**Task directions:** Retype each record exactly, please. Skip none.

——————————

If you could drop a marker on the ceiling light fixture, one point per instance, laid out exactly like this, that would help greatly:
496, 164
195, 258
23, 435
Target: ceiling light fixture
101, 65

——————————

**Result of this task:**
If you could drop a marker on the ceiling light fixture, one point per instance, laid out exactly like this, that would help greatly:
496, 164
195, 258
23, 435
Target: ceiling light fixture
101, 65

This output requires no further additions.